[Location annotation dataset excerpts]

»»

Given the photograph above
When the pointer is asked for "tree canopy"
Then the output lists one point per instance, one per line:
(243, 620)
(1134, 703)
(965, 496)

««

Brief
Reproduce each line of the records above word for word.

Exercise response
Given the photograph above
When the pointer is asked for "tree canopy"
Then the output lists one point per instance, one per line:
(243, 620)
(1134, 703)
(965, 496)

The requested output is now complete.